Phrase grounding data
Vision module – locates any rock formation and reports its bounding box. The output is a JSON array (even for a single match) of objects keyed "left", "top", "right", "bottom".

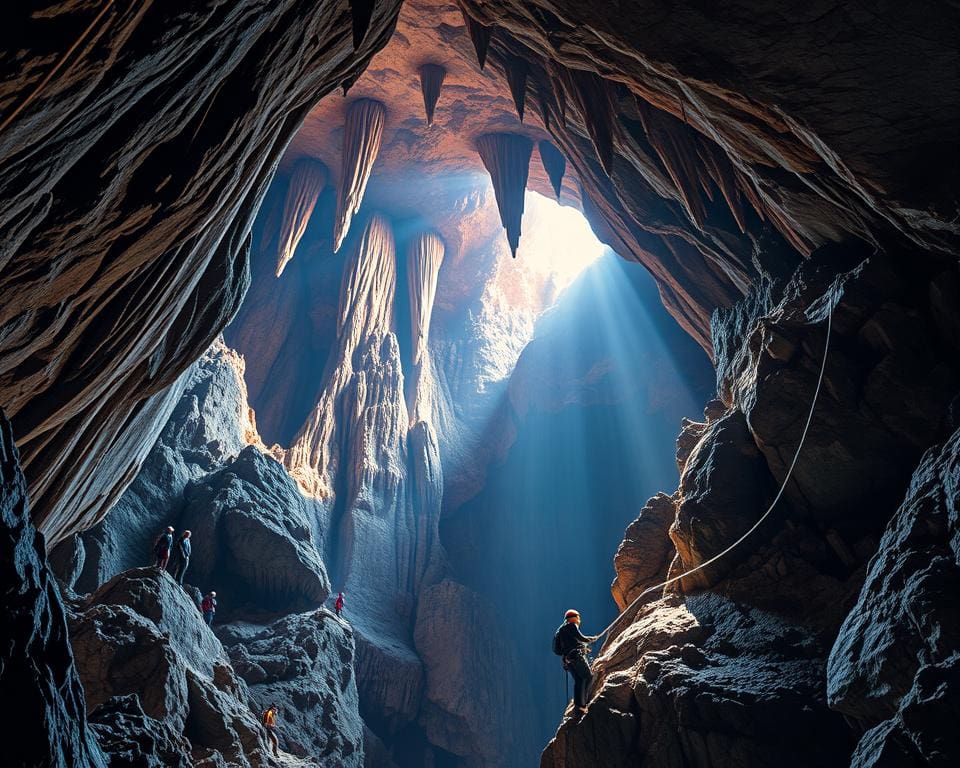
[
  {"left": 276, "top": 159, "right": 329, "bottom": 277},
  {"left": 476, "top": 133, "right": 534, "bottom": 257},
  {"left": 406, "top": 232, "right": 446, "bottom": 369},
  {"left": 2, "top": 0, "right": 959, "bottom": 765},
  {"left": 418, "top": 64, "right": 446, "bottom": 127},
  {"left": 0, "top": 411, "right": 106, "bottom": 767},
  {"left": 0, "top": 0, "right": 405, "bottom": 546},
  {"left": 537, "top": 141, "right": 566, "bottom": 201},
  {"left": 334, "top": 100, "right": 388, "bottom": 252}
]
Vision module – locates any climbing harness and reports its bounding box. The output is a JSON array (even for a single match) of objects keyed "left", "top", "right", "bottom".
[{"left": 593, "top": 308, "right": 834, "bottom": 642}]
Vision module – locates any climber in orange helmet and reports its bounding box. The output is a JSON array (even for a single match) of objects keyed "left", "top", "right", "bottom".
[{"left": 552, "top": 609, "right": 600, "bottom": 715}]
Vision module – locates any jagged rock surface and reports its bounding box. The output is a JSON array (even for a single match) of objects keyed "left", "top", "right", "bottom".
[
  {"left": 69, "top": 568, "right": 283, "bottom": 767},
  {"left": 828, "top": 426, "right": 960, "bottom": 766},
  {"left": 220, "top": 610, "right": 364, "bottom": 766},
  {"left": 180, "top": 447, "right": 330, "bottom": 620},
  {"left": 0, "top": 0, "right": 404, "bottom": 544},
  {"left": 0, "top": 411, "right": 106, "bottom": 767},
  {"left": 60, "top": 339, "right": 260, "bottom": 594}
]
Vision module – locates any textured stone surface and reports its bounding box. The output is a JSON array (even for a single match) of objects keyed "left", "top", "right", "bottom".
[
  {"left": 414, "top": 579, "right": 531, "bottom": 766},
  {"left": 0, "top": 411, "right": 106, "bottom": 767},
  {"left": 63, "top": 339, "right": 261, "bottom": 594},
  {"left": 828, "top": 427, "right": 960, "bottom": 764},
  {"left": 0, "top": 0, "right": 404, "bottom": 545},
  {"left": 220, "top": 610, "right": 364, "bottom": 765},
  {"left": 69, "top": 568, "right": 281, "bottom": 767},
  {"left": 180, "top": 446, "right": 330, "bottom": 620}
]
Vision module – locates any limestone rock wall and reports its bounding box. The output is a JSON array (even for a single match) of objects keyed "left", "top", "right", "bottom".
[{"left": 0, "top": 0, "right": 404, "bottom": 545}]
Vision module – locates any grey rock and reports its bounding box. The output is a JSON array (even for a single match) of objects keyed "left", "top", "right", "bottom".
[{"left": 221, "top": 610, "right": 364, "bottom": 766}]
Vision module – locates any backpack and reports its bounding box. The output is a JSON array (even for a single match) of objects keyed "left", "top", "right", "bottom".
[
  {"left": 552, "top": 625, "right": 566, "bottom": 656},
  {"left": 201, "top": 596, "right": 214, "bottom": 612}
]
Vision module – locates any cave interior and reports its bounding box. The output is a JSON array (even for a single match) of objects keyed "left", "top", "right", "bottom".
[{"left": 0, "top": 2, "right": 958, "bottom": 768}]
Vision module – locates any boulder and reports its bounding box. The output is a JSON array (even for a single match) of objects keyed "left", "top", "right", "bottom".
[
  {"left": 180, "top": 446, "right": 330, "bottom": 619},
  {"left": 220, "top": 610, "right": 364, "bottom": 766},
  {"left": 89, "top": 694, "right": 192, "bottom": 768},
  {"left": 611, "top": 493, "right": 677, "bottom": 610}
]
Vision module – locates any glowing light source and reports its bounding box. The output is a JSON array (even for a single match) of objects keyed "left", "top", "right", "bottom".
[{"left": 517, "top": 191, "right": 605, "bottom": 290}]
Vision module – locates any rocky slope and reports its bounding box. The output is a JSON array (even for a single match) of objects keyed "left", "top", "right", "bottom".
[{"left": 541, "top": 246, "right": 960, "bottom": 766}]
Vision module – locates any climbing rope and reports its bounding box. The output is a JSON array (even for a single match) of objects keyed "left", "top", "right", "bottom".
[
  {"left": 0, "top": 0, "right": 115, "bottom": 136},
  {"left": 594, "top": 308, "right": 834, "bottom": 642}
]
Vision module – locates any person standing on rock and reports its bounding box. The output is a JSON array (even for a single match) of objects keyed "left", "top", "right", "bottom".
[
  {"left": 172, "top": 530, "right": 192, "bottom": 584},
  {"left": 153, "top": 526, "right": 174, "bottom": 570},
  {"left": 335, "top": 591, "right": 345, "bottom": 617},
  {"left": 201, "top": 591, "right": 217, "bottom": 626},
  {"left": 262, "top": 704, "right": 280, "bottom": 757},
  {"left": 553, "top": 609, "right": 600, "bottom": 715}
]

* _Instructions for the task_:
Copy the preceding data in full and word for word, dropping its pictures.

* _The answer_:
Vision module – locates any rock formation and reports its bounding box. The output is a JSON array (even for a single match) of objects keyed "left", "top", "right", "bottom".

[
  {"left": 276, "top": 159, "right": 329, "bottom": 277},
  {"left": 476, "top": 133, "right": 534, "bottom": 257},
  {"left": 406, "top": 232, "right": 446, "bottom": 369},
  {"left": 2, "top": 0, "right": 959, "bottom": 765},
  {"left": 418, "top": 64, "right": 446, "bottom": 127},
  {"left": 0, "top": 411, "right": 106, "bottom": 767},
  {"left": 0, "top": 0, "right": 405, "bottom": 546},
  {"left": 537, "top": 141, "right": 566, "bottom": 201},
  {"left": 334, "top": 100, "right": 388, "bottom": 252}
]
Vision module – locates any climbing harness and reports its bounding box. The output is a JSON array (even for a single match) of objects keyed "left", "top", "right", "bottom".
[{"left": 593, "top": 308, "right": 834, "bottom": 642}]
Vision module – locates any climber in orange helmet and reports its bounding box. The output is a JSON array (even for a single match) of objects keyed "left", "top", "right", "bottom".
[{"left": 552, "top": 609, "right": 600, "bottom": 715}]
Vision module – locates any jagged rock surface and reports its bounding box. The output is a JSON array (even for a single match) of objects keyed "left", "top", "right", "bottom".
[
  {"left": 69, "top": 568, "right": 283, "bottom": 767},
  {"left": 828, "top": 426, "right": 960, "bottom": 766},
  {"left": 220, "top": 610, "right": 364, "bottom": 766},
  {"left": 180, "top": 447, "right": 330, "bottom": 620},
  {"left": 0, "top": 0, "right": 404, "bottom": 544},
  {"left": 0, "top": 411, "right": 106, "bottom": 767},
  {"left": 60, "top": 339, "right": 260, "bottom": 594}
]
Vision module – locates any textured stone surface and reports its bounding box. The output is a JSON array (even for a single match) of objects keyed "left", "top", "right", "bottom".
[
  {"left": 414, "top": 579, "right": 531, "bottom": 766},
  {"left": 0, "top": 411, "right": 106, "bottom": 767},
  {"left": 63, "top": 339, "right": 261, "bottom": 594},
  {"left": 828, "top": 427, "right": 960, "bottom": 764},
  {"left": 0, "top": 0, "right": 404, "bottom": 545},
  {"left": 220, "top": 610, "right": 364, "bottom": 765},
  {"left": 69, "top": 568, "right": 281, "bottom": 767},
  {"left": 180, "top": 446, "right": 330, "bottom": 620}
]
Vision module – locates any limestone rock wall and reports its bounding box. The output is a JSON array (even for a single match) of objects keyed "left", "top", "right", "bottom".
[{"left": 0, "top": 0, "right": 404, "bottom": 545}]
Vision module – locates any grey rock and reports its bounding box. The output is a JSON array (even for a single match) of objects keyed "left", "top", "right", "bottom".
[{"left": 221, "top": 610, "right": 364, "bottom": 766}]
Vision module – locates any backpack and reports its bounding box. The output is a JSON array (even for a single match) of objects keyed "left", "top", "right", "bottom".
[
  {"left": 552, "top": 625, "right": 566, "bottom": 656},
  {"left": 201, "top": 596, "right": 214, "bottom": 612}
]
Vision module – locates any cave interior and reports its bounding box. The output is a JSON array (even for a single match) of objects keyed "left", "top", "right", "bottom".
[{"left": 0, "top": 2, "right": 958, "bottom": 768}]
Vision module – locates any boulder and reports its bounding box. The output is a JSON array (even for a single match) of objects keyed "left", "top", "right", "bottom".
[
  {"left": 180, "top": 446, "right": 330, "bottom": 619},
  {"left": 220, "top": 610, "right": 364, "bottom": 766},
  {"left": 89, "top": 694, "right": 192, "bottom": 768},
  {"left": 611, "top": 493, "right": 677, "bottom": 610}
]
Vision module – locates any glowing light source and reports its bounding box. The output is a JSON array (even for a single match) of objects keyed "left", "top", "right", "bottom".
[{"left": 517, "top": 191, "right": 605, "bottom": 290}]
Vision module – locates any rocky slope and reports its bounding box. The output is a JSON array (even for a single match) of objects keyed "left", "top", "right", "bottom".
[{"left": 541, "top": 246, "right": 960, "bottom": 766}]
Vision module – locates any climbing rope and reports its bounding box. The output is a JSON array (even for a single match) of objects keyed "left", "top", "right", "bottom".
[
  {"left": 0, "top": 0, "right": 115, "bottom": 136},
  {"left": 594, "top": 308, "right": 834, "bottom": 642}
]
Vision module – locates any person standing on rock and reports its bounding box. The output is a JSON array (even for a single match) of objects keyed "left", "top", "right", "bottom".
[
  {"left": 172, "top": 530, "right": 192, "bottom": 584},
  {"left": 153, "top": 526, "right": 174, "bottom": 570},
  {"left": 335, "top": 591, "right": 345, "bottom": 617},
  {"left": 201, "top": 591, "right": 217, "bottom": 626},
  {"left": 262, "top": 704, "right": 280, "bottom": 757},
  {"left": 553, "top": 609, "right": 600, "bottom": 715}
]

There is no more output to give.